Extrait source:
━━━━━━
La politique en cas de sinistre est également importante. Il peut en effet arriver que certaines assurances, dans le cas d’un dommage pourtant contesté par l’assuré (en l’occurrence, il s’agissait d’une faute relative à l’inscription d’une hypothèque légale des artisans et entrepreneurs dont l’avocat n’était pas responsable, mais le conservateur du Registre foncier), dédommagent le plaignant sans que l’avocat soit d’accord. Un tel cas a été relaté par nos confrères de plädoyer impliquant la RC de la compagnie Allianz (5/16, «Haftpflichtleistungen ohne Rücksprache» et 6/16, «Allianz: Auszahlung an Nichtgeschädigten»). Dans les conditions générales (CG) de cette assurance figurait en effet le fait que «la société conduit les négociations avec le lésé en tant que représentante de l’assuré». Cependant, le porte-parole de l’entreprise Bernd de Wall, sans vouloir s’exprimer sur le cas précis, affirmait que la pratique était «de prendre toujours l’avis de l’assuré préalablement au paiement», même si elle n’était pas expressément prévue par les CG. Bâloise fait la même réponse.
━━━━━━
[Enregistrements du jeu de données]
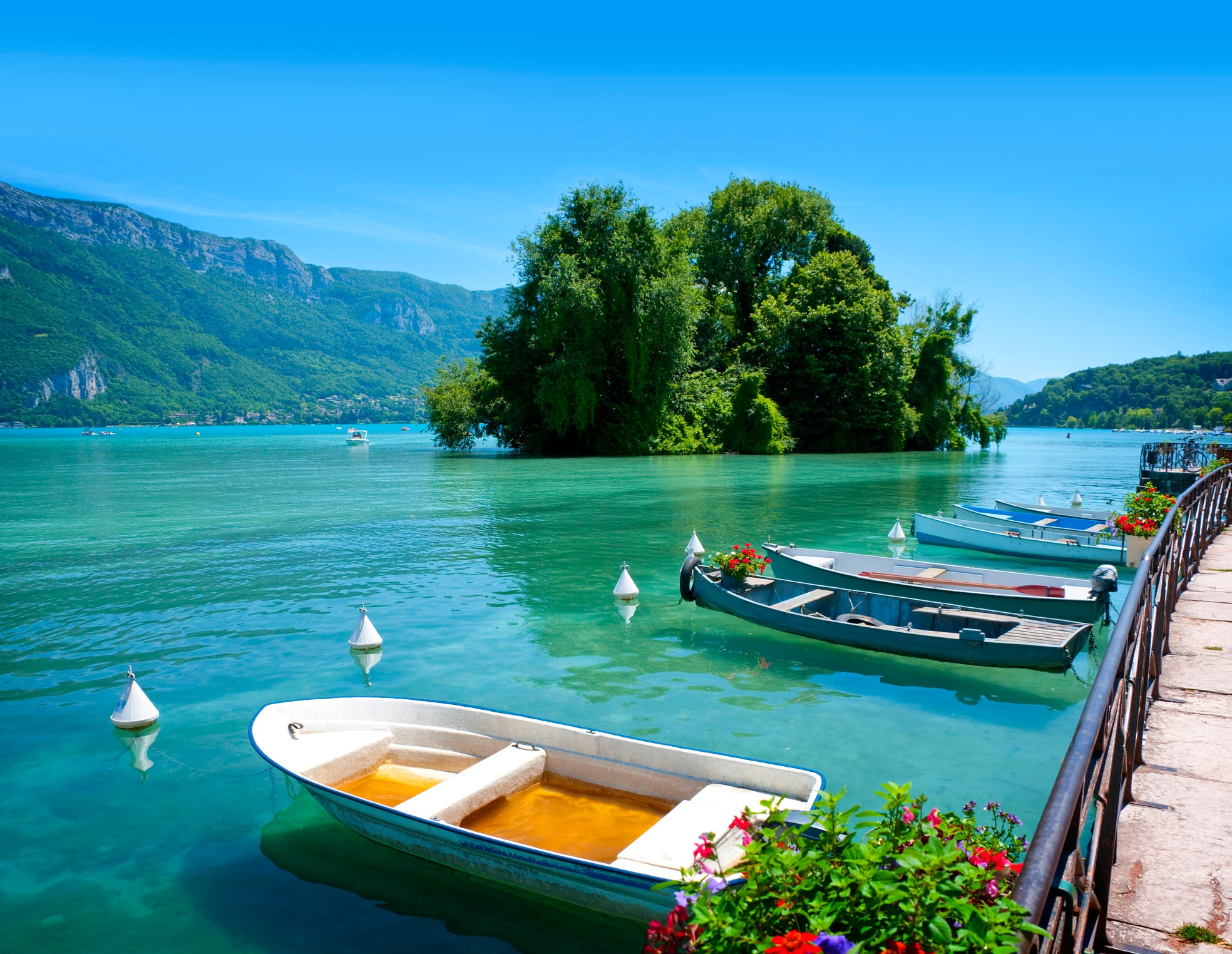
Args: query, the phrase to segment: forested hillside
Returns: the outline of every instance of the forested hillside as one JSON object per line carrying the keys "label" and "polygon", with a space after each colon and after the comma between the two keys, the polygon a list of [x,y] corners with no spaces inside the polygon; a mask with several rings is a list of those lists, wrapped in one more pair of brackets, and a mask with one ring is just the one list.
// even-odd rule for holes
{"label": "forested hillside", "polygon": [[0,420],[408,419],[505,292],[0,189]]}
{"label": "forested hillside", "polygon": [[1063,428],[1190,428],[1223,424],[1232,392],[1232,351],[1143,357],[1051,381],[1007,409],[1011,425]]}

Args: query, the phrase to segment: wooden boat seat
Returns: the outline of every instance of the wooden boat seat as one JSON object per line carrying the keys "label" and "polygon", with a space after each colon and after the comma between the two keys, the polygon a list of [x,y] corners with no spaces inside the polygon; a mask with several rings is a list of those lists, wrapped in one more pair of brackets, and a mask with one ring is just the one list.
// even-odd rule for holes
{"label": "wooden boat seat", "polygon": [[393,733],[368,728],[347,732],[303,732],[287,748],[283,764],[322,785],[362,775],[393,742]]}
{"label": "wooden boat seat", "polygon": [[938,606],[919,606],[913,613],[922,613],[925,616],[946,616],[952,620],[979,620],[981,622],[1013,622],[1019,624],[1023,620],[1019,616],[1007,616],[1000,613],[983,613],[982,610],[961,610],[950,608],[938,608]]}
{"label": "wooden boat seat", "polygon": [[488,802],[533,785],[543,778],[546,765],[547,753],[542,748],[515,743],[407,799],[395,810],[416,818],[461,825],[467,815]]}
{"label": "wooden boat seat", "polygon": [[808,593],[801,593],[798,597],[792,597],[791,599],[782,599],[777,603],[771,603],[770,609],[781,610],[793,610],[796,606],[803,606],[807,603],[816,603],[819,599],[825,599],[827,597],[833,597],[833,589],[811,589]]}
{"label": "wooden boat seat", "polygon": [[707,785],[642,832],[637,841],[616,857],[612,865],[643,874],[659,875],[667,871],[664,876],[675,880],[680,878],[681,868],[692,866],[694,848],[701,836],[708,832],[717,843],[719,864],[731,868],[744,857],[744,846],[739,839],[723,839],[722,836],[727,833],[732,820],[745,809],[750,815],[765,817],[766,810],[761,802],[770,797],[752,789]]}

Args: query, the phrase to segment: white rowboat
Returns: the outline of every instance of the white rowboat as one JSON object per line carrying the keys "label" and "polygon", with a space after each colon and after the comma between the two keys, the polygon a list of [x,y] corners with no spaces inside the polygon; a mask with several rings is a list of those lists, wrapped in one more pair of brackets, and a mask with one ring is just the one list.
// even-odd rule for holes
{"label": "white rowboat", "polygon": [[409,854],[519,890],[646,921],[654,891],[713,832],[739,859],[745,809],[812,806],[806,769],[419,699],[265,706],[253,747],[338,821]]}

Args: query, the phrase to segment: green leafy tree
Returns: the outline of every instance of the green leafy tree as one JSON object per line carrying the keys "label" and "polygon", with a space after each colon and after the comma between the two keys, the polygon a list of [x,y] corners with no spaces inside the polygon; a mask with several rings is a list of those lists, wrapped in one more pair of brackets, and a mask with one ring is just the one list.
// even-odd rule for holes
{"label": "green leafy tree", "polygon": [[678,216],[669,232],[690,248],[712,309],[738,343],[753,333],[758,306],[797,263],[839,250],[853,253],[864,267],[872,263],[864,240],[834,218],[830,201],[793,182],[732,179],[705,208]]}
{"label": "green leafy tree", "polygon": [[983,413],[972,392],[978,369],[958,350],[971,339],[976,309],[947,293],[920,309],[906,327],[912,377],[907,388],[910,406],[910,450],[961,450],[967,440],[981,447],[1005,438],[1002,417]]}
{"label": "green leafy tree", "polygon": [[435,383],[424,388],[432,442],[446,450],[471,450],[487,431],[490,391],[490,376],[473,357],[442,359]]}
{"label": "green leafy tree", "polygon": [[689,261],[623,186],[574,189],[515,244],[520,283],[484,325],[487,428],[551,452],[649,450],[701,309]]}
{"label": "green leafy tree", "polygon": [[902,450],[898,304],[850,251],[821,251],[756,313],[752,351],[797,450]]}
{"label": "green leafy tree", "polygon": [[760,371],[742,377],[732,397],[732,415],[723,446],[738,454],[787,454],[795,446],[787,419],[779,406],[761,393]]}

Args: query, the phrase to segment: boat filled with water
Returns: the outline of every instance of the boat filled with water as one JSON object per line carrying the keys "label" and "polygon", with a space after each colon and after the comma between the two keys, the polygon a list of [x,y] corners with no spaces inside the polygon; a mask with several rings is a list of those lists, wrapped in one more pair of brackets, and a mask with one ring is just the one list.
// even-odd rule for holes
{"label": "boat filled with water", "polygon": [[812,806],[806,769],[419,699],[274,703],[254,748],[347,827],[472,875],[611,915],[671,907],[654,891],[703,833],[724,868],[737,816]]}
{"label": "boat filled with water", "polygon": [[1090,624],[962,606],[945,593],[912,598],[790,579],[731,579],[690,557],[699,606],[813,640],[902,656],[1027,669],[1066,669]]}

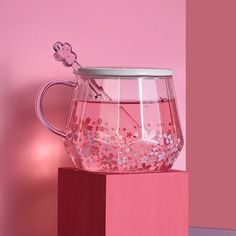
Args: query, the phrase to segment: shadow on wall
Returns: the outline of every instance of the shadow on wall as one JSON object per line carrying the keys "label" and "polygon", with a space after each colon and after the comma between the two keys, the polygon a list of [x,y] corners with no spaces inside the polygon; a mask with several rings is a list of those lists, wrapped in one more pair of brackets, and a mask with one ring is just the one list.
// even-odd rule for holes
{"label": "shadow on wall", "polygon": [[[36,118],[39,86],[4,88],[0,137],[0,235],[4,236],[56,236],[57,170],[72,162],[61,138],[47,132]],[[45,113],[59,128],[65,124],[70,94],[70,88],[55,87],[45,97]]]}

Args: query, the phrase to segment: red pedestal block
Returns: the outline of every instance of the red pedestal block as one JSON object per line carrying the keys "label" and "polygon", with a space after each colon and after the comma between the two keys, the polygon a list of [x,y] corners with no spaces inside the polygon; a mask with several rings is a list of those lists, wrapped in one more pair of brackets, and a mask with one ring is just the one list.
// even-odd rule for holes
{"label": "red pedestal block", "polygon": [[187,235],[187,172],[59,169],[58,236]]}

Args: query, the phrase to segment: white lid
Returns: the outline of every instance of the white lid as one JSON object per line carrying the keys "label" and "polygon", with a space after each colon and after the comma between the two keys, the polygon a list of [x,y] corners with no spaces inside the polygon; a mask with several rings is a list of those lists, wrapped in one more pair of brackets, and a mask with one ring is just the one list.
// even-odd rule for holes
{"label": "white lid", "polygon": [[173,71],[168,69],[158,68],[112,68],[112,67],[84,67],[77,71],[79,75],[94,75],[94,76],[130,76],[130,77],[164,77],[172,76]]}

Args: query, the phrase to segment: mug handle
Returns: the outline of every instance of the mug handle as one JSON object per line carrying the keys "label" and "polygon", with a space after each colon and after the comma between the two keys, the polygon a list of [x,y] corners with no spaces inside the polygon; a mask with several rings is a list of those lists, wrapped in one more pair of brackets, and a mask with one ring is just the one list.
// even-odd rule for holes
{"label": "mug handle", "polygon": [[38,91],[37,97],[36,97],[36,101],[35,101],[35,112],[36,115],[38,117],[38,119],[40,120],[40,122],[42,123],[42,125],[47,128],[49,131],[53,132],[56,135],[61,136],[62,138],[66,137],[66,132],[57,129],[56,127],[54,127],[53,125],[51,125],[48,120],[46,119],[45,115],[44,115],[44,111],[43,111],[43,99],[44,99],[44,95],[47,92],[47,90],[54,85],[65,85],[68,87],[75,87],[76,83],[72,82],[72,81],[63,81],[63,80],[54,80],[54,81],[49,81],[47,83],[45,83]]}

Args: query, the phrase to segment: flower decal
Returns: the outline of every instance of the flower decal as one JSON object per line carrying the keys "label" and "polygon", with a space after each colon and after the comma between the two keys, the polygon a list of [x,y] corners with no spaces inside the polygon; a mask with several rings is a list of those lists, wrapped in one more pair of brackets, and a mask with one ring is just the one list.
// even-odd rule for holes
{"label": "flower decal", "polygon": [[77,59],[77,55],[72,51],[72,47],[69,43],[56,42],[53,45],[55,50],[54,57],[57,61],[61,61],[64,66],[72,66]]}

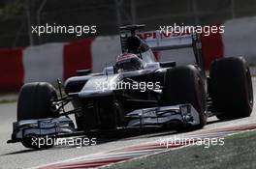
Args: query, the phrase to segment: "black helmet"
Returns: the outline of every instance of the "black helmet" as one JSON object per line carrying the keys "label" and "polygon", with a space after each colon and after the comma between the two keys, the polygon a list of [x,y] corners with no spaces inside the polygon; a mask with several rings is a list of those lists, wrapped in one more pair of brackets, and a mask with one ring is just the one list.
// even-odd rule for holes
{"label": "black helmet", "polygon": [[117,56],[115,69],[117,71],[132,71],[144,69],[144,61],[136,54],[123,53]]}

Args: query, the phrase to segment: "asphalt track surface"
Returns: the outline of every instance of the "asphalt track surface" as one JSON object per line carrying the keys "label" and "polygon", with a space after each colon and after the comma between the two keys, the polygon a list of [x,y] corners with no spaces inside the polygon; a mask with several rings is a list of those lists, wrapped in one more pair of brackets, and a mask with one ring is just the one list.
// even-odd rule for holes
━━━━━━
Consigne écrite: Recopiez mot pour mot l'intégralité de l'extrait sur la politique des assurances en cas de sinistre. Les items proviennent d'une autre source que l'extrait.

Réponse attendue:
La politique en cas de sinistre est également importante. Il peut en effet arriver que certaines assurances, dans le cas d’un dommage pourtant contesté par l’assuré (en l’occurrence, il s’agissait d’une faute relative à l’inscription d’une hypothèque légale des artisans et entrepreneurs dont l’avocat n’était pas responsable, mais le conservateur du Registre foncier), dédommagent le plaignant sans que l’avocat soit d’accord. Un tel cas a été relaté par nos confrères de plädoyer impliquant la RC de la compagnie Allianz (5/16, «Haftpflichtleistungen ohne Rücksprache» et 6/16, «Allianz: Auszahlung an Nichtgeschädigten»). Dans les conditions générales (CG) de cette assurance figurait en effet le fait que «la société conduit les négociations avec le lésé en tant que représentante de l’assuré». Cependant, le porte-parole de l’entreprise Bernd de Wall, sans vouloir s’exprimer sur le cas précis, affirmait que la pratique était «de prendre toujours l’avis de l’assuré préalablement au paiement», même si elle n’était pas expressément prévue par les CG. Bâloise fait la même réponse.